::: Extracted text
A Pakistani bomb-maker who trained Taliban members before switching allegiance to al-Qaeda has been killed in a security operation in western Afghanistan, the country’s intelligence agency said.
In a statement on Tuesday, the National Directorate of Security said Mohammad Hanif was a close aide to Asim Omar, who headed al-Qaeda in the Indian Subcontinent (AQIS) and was killed in a joint US-Afghan operation in 2019.
The agency said Hanif, originally from Karachi, had “close relations” with the Taliban and helped train fighters in making car bombs and improvised explosive devices.
It said he was initially a member of the Taliban, but joined al-Qaeda in 2010.
Officials have long accused the Taliban of maintaining close links to al-Qaeda, blamed for the deadly September 11, 2001 attacks on the United States.
Two Pakistani women were also detained in the operation that led to Hanif’s killing, the NDS said, without providing further details.
The Taliban have not commented.
Hanif’s killing came just days after security agents killed Abu Muhsin al-Masri, a top al-Qaeda member long-wanted by the US.
The Taliban’s sheltering al-Qaeda and its leader Osama bin Laden was the main justification for the US-led invasion of Afghanistan in 2001.
Some 19 years later, in a landmark deal with Washington made in February, the Taliban agreed not to allow Afghan soil to be used by foreign armed groups – including al-Qaeda – in return for the US withdrawal of all troops.
Separately, the Taliban and Afghan government are currently engaged in peace talks that were launched in September, but have failed to make any significant progress.
::::::
> Questions
(a) Copy the passage of the news report on the bomb-maker's killing, everything from "Some 19 years" down to "of all troops.", word for word.
(b) Summarize the news report on the bomb-maker's killing in two sentences.
::: Material provided
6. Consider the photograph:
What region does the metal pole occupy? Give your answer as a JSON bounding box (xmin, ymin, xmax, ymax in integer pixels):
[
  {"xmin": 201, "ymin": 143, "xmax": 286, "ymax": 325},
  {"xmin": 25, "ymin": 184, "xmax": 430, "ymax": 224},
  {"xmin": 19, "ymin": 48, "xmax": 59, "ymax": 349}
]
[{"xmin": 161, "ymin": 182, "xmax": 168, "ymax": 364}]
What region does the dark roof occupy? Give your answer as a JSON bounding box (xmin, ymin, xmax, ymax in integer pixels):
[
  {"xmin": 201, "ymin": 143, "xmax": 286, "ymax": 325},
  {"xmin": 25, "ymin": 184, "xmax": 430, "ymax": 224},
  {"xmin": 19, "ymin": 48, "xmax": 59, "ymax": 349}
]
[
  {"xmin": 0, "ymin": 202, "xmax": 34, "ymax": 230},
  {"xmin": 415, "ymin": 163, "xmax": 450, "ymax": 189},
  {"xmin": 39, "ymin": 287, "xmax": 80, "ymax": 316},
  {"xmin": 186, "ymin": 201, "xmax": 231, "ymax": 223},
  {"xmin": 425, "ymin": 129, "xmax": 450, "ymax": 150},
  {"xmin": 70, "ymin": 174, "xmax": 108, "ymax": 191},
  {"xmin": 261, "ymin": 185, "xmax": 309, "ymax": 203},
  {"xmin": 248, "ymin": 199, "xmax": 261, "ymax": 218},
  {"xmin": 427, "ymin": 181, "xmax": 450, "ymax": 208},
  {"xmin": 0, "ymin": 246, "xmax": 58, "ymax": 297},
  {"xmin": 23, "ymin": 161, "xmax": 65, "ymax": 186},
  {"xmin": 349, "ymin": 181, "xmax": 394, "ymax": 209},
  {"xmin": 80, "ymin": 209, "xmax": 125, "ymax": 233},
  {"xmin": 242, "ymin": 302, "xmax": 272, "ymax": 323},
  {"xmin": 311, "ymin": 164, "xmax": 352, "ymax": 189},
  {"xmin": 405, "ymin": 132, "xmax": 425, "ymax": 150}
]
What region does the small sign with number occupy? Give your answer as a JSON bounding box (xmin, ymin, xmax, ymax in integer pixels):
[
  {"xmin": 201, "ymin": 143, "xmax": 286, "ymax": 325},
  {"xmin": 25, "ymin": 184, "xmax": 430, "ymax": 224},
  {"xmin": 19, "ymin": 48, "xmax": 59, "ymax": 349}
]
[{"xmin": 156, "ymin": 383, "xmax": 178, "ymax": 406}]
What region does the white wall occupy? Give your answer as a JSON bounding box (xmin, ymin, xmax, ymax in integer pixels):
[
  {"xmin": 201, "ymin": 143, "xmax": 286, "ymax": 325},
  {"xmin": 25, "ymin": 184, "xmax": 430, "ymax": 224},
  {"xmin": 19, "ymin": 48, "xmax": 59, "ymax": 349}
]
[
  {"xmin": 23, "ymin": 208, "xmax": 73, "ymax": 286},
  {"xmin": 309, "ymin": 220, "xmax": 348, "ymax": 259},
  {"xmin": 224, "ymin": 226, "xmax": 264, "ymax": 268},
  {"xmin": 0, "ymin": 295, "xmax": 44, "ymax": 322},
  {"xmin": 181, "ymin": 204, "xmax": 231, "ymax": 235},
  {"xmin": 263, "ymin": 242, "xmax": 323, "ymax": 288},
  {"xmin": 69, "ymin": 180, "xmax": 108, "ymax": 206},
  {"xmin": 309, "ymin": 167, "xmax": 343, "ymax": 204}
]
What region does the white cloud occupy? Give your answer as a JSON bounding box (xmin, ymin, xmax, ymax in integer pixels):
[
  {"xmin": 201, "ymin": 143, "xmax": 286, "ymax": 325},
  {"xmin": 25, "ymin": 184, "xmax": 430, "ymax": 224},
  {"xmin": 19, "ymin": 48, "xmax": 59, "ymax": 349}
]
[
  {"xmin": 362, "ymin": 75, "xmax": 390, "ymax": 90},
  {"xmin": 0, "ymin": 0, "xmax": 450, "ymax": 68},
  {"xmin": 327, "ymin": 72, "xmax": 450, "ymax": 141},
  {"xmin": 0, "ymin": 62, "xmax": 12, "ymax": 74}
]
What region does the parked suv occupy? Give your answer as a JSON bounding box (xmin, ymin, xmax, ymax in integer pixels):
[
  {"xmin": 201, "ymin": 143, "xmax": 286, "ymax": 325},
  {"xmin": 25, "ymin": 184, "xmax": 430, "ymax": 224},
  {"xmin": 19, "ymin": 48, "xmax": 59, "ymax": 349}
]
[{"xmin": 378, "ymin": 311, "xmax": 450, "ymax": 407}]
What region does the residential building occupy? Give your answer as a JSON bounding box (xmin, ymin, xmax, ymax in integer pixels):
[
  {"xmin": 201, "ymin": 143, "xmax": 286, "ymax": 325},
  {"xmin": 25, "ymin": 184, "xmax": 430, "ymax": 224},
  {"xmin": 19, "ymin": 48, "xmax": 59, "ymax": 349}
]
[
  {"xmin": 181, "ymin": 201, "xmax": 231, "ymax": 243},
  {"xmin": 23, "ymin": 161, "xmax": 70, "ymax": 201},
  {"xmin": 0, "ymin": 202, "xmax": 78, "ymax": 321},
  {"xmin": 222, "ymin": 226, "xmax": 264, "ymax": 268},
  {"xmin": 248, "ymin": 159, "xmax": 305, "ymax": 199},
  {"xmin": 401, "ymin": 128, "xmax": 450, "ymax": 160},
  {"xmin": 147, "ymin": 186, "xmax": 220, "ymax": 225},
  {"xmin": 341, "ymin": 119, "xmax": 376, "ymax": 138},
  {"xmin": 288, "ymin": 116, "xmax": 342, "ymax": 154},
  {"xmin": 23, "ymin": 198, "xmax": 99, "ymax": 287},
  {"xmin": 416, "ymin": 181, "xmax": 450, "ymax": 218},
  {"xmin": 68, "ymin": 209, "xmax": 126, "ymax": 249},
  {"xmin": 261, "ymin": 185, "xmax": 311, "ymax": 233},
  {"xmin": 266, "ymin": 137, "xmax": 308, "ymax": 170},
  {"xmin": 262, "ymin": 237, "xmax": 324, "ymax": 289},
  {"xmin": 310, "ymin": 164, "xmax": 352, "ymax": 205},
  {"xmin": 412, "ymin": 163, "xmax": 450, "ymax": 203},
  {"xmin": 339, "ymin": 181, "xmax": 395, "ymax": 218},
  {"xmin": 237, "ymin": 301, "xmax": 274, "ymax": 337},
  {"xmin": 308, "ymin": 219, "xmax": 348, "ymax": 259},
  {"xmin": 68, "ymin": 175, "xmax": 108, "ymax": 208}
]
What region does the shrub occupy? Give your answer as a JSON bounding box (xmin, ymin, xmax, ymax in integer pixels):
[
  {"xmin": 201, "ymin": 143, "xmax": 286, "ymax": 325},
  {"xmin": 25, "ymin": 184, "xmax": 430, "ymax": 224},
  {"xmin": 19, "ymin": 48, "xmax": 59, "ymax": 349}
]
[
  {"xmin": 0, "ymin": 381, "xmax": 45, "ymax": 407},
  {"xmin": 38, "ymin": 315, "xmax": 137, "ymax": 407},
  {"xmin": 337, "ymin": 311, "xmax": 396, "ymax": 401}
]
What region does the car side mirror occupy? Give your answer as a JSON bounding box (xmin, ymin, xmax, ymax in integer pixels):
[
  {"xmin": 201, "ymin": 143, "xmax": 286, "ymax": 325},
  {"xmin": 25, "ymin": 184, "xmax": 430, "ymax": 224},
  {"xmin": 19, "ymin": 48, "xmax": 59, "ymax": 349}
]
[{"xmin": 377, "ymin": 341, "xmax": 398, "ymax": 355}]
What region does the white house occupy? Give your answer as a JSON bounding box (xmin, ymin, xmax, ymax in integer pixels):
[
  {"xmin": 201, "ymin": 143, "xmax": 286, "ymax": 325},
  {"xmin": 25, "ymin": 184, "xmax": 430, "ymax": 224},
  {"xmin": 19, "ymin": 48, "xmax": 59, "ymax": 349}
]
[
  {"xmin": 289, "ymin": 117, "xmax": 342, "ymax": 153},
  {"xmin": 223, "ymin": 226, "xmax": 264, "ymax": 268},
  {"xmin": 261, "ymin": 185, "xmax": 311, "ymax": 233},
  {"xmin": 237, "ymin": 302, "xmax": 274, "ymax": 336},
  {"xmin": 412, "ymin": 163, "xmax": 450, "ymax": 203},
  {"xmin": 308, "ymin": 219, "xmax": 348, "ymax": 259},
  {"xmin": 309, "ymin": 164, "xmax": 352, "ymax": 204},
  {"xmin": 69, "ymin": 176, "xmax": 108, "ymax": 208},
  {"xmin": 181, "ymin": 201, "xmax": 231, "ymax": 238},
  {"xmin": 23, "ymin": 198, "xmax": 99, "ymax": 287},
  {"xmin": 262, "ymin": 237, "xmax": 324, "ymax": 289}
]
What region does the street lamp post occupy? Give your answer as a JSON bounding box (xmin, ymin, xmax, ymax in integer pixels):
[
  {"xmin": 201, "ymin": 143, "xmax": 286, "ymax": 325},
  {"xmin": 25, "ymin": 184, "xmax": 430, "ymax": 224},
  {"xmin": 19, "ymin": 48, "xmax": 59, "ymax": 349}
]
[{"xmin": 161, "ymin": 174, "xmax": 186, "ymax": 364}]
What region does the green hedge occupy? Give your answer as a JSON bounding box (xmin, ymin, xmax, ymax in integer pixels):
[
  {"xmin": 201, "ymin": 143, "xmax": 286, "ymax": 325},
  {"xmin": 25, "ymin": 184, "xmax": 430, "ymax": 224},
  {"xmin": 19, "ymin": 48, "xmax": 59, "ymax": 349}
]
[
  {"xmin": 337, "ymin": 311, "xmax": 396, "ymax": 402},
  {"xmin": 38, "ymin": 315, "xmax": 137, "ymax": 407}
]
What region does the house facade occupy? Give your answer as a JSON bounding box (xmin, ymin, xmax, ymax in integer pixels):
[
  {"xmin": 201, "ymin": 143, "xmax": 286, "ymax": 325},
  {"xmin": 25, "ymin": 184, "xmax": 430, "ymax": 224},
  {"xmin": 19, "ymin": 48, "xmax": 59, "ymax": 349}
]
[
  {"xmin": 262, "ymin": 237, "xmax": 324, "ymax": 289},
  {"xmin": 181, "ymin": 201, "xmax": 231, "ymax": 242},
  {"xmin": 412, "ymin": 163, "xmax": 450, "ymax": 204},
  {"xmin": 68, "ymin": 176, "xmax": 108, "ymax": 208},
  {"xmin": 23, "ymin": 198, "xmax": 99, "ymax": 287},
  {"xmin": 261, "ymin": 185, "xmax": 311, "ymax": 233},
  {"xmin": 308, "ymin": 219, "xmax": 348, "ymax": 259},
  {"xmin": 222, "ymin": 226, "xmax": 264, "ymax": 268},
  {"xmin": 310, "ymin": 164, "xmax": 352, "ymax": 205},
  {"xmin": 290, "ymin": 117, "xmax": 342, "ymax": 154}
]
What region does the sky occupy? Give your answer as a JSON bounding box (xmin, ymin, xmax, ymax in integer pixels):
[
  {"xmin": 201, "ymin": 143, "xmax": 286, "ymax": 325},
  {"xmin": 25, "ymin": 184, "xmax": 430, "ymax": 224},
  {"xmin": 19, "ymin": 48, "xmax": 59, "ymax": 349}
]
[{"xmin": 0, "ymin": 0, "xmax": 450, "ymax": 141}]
::::::
> List of answers
(a)
Some 19 years later, in a landmark deal with Washington made in February, the Taliban agreed not to allow Afghan soil to be used by foreign armed groups – including al-Qaeda – in return for the US withdrawal of all troops.

(b) Afghanistan's intelligence agency said Mohammad Hanif, a Pakistani bomb-maker who trained Taliban fighters in making car bombs and improvised explosive devices before joining al-Qaeda in 2010, was killed in a security operation in western Afghanistan, where two Pakistani women were also detained. His killing came days after Abu Muhsin al-Masri, a top al-Qaeda member, was killed, and the Taliban had agreed in a February deal with Washington not to let foreign armed groups, including al-Qaeda, use Afghan soil in return for the withdrawal of US troops.